Consegne →
1) Spiega in una-tre frasi perché, secondo il testo sui bisogni nelle comunità, è utile analizzare i bisogni e dare le risposte migliori.
2) Rispondi alle seguenti domande sul testo sui bisogni nelle comunità.
(a) Quale bisogno compare per ultimo nell'elenco?
(b) Di quale bisogno il lamentarsi in continuazione può essere un modo di soddisfazione?
(c) A chi spetta saper leggere, capire e rispondere ai bisogni dei ragazzi in comunità?
3) Prosegui il testo sui bisogni nelle comunità dal punto in cui si interrompe.

Esistono però altri tipi di bisogni degli ultimi studi più approfonditi, che fanno molto riflettere, soprattutto chi lavora nel sociale a stretto contatto con persone che hanno bisogni 'speciali'.

Il bisogno di: certezza, sicurezza
                       varietà, cose nuove (esperienze)                        
                       di sentirsi importanti
                       d'amore
                       crescita, migliorare come persone
                       contribuire.

Riflettere sui bisogni mi ha aiutato a leggere la realtà delle comunità in un modo più ampio: è molto importante cercare di rispondere a tutti i i bisogni, che s'intersecano poi con quelli degli operatori (che però nel loro agire professionale sanno distinguere, essere empatici e accettanti).
Per avere un ambiente vivo,vero e per superare i momenti difficili è sempre molto utile analizzare i bisogni e dare le migliori risposte.
Se una persona non trova risposta ai suoi bisogni vive nella frustrazione e cerca dei modi (a volte negativi) per soddisfarli, scompensando di conseguenza tutto il gruppo.
Penso a quante volte la violenza è un modo per sentirsi importanti oppure il lamentarsi in continuazione è un modo per soddisfare il bisogno d'amore.
Non sempre i ragazzi in comunità sanno esprimere in modo adeguato i loro bisogni ( che non sono capricci, vizi sono vere e proprie necessità di esistenza). Sta all'equipe saper leggere, capire, rispondere, meglio che si può per il punto in cui si è...migliorare è sempre possibile.

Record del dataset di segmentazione
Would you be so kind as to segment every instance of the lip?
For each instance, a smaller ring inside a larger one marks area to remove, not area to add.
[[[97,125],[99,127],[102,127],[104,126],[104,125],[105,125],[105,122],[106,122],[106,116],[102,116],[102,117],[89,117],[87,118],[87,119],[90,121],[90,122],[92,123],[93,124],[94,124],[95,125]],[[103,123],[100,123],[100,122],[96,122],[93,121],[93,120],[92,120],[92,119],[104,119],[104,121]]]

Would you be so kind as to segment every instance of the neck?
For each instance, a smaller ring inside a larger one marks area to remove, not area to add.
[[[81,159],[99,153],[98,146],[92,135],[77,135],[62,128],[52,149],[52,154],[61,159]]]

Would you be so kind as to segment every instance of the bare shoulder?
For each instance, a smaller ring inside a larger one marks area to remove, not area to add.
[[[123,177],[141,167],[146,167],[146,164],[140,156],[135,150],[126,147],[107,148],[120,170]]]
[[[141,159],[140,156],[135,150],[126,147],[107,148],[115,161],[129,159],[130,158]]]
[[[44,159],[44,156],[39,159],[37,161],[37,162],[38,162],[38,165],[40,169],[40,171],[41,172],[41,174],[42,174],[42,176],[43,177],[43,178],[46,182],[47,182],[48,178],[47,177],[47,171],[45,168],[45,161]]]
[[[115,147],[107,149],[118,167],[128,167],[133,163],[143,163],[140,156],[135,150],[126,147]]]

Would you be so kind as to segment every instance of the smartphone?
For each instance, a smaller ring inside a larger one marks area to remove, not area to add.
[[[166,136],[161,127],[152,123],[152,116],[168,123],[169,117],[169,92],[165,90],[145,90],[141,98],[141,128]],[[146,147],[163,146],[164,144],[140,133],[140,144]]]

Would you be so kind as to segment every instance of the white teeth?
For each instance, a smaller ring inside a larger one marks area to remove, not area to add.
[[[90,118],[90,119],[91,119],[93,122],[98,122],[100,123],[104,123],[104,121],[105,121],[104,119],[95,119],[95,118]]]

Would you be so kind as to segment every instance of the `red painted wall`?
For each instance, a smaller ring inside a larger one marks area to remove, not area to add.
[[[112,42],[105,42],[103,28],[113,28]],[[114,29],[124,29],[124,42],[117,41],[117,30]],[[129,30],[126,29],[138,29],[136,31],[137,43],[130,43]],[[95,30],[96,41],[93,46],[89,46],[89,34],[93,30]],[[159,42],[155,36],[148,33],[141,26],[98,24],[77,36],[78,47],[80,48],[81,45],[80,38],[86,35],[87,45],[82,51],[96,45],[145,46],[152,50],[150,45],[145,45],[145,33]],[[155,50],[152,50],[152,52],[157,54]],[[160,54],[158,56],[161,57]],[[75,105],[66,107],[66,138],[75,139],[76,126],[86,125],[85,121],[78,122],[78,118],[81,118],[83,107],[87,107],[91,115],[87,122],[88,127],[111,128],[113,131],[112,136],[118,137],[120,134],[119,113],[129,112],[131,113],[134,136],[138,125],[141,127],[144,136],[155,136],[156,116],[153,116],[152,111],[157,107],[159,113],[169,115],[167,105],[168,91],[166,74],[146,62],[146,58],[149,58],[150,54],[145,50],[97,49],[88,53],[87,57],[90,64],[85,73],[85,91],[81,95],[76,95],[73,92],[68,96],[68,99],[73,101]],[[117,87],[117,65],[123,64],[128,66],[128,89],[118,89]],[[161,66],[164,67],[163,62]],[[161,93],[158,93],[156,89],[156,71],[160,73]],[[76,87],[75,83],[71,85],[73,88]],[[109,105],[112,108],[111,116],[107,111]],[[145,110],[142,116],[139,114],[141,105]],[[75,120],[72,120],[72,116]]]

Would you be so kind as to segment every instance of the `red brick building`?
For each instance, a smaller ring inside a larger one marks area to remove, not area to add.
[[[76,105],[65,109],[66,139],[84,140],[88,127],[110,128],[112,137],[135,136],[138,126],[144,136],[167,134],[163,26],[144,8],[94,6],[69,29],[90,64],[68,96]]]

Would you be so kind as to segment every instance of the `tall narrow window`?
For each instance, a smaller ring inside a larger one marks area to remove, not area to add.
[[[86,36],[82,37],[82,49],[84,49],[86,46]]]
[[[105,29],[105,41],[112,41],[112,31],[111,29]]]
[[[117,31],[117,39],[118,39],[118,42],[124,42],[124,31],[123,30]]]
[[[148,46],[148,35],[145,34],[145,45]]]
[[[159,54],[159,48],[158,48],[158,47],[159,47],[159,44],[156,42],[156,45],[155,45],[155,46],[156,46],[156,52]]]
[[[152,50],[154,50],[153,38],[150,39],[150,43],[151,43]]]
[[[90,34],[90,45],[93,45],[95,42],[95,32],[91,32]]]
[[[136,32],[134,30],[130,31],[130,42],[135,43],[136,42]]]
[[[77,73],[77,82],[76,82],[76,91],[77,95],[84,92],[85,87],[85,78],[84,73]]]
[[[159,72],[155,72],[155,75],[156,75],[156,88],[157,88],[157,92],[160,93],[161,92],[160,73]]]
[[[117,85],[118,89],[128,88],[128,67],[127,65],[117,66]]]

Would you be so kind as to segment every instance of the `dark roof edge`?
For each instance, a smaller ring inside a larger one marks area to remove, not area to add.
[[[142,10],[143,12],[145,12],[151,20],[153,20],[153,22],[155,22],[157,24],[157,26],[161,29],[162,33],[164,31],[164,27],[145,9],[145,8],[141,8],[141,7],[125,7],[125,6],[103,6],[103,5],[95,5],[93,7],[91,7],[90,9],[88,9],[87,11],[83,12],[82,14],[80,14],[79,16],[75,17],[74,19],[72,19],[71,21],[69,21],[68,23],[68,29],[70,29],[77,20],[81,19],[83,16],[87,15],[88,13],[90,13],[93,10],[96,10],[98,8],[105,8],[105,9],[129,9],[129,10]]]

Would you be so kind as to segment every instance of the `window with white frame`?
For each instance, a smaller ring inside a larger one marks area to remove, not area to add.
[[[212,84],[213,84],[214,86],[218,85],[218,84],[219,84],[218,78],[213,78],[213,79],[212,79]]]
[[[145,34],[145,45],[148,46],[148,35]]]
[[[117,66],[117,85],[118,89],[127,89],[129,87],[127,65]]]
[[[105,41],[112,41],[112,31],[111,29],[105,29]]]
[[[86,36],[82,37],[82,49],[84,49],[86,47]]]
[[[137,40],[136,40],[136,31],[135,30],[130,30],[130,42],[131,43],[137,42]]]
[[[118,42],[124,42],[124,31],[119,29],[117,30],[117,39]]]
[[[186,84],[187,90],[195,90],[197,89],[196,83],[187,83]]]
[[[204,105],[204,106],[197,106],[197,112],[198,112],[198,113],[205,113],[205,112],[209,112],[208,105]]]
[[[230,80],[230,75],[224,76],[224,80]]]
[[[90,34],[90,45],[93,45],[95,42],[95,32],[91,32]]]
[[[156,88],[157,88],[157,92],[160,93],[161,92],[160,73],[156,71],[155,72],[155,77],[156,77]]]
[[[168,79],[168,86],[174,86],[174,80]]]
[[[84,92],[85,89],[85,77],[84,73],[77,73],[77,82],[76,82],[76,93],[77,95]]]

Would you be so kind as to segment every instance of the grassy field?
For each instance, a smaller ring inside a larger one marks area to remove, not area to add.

Esiti delle consegne →
1) Serve ad avere un ambiente vivo e vero e a superare i momenti difficili. Una persona che non trova risposta ai suoi bisogni vive nella frustrazione e cerca modi, a volte negativi, per soddisfarli. Così scompensa tutto il gruppo.

2)
(a) Il bisogno di contribuire.
(b) Il bisogno d'amore.
(c) All'equipe.

3)
ALLEGRIA

In un ambiente di vita dove le persone convivono ogni giorno con la sofferenza, fisica, psicologica, esistenziale, credo che sia importante creare un ambiente 'leggero', di allegria e divertimento, dove però ci sia sempre lo spazio per la gestione seria della crisi e l'accoglienza del dolore.
Stare insieme diventa un'occasione di crescita per tutti.
Le risate stemperano anche gli ambienti più tesi.
Attraverso la relazione significativa si può 'creare Famiglia' in modo professionale...e quanto è bello osservare un operatore sorridente che fa divertire i ragazzi. 
Un operatore che sa ridere e lasciare i suoi problemi fuori dalla porta, per vestire gli 'abiti professionali' di chi sa mettersi in ascolto accogliente.
Ieri in comunità ho assistito a una scena fantastica!
L'operatore mi stava spiegando come aiutare una ragazza nell'igiene serale e nel cambio d'abito.
Le stava per mettere la maglia del pigiama rovescia e lei glielo ha fatto capire.
Lui ridendo s'è scusato dicendo che ogni tanto capita di fare degli errori di questo genere e l'importante è accorgersi. Io ho commentato con la ragazza dicendo 'Mi sa che L. ha proprio bisogno di ferie!!!Che dici D.???'
Lei ridendo mi ha detto (riesce a scandire abb bene le parole, anche se capirla non è facile) che lui è sempre così' normalmente.....e siamo scoppiati tutti in una gran risata, prendendo in giro l'operatore!!!

Secondo me la SIMPATIA dovrebbe essere una caratteristica obbligatoria degli educatori!!!



INCONTRI INASPETTATI

Ho ritrovato in comunità un ragazzo che avevo seguito a scuola per 5 anni, dalla prima media alla seconda superiore.
Quando ho cambiato scuola (lasciandolo in terza superiore) avevo sofferto molto, perchè avrei tanto voluto accompagnarlo fino al termine del percorso scolastico. Con lui ho vissuto un'esperienza scolastica e di vita straordinarie, e mi ero affezionata tantissimo a lui, come lui a  me.
A malincuore l'ho salutato, e con grande nostalgia l'ho sempre ripensato in questi anni.
Sono andata a trovarlo a scuola qualche volta, ma poi non ho più potuto rivederlo.
Mi è sempre rimasto nel cuore, con un senso di sospeso e di senso di colpa per averlo lasciato a percorso non concluso.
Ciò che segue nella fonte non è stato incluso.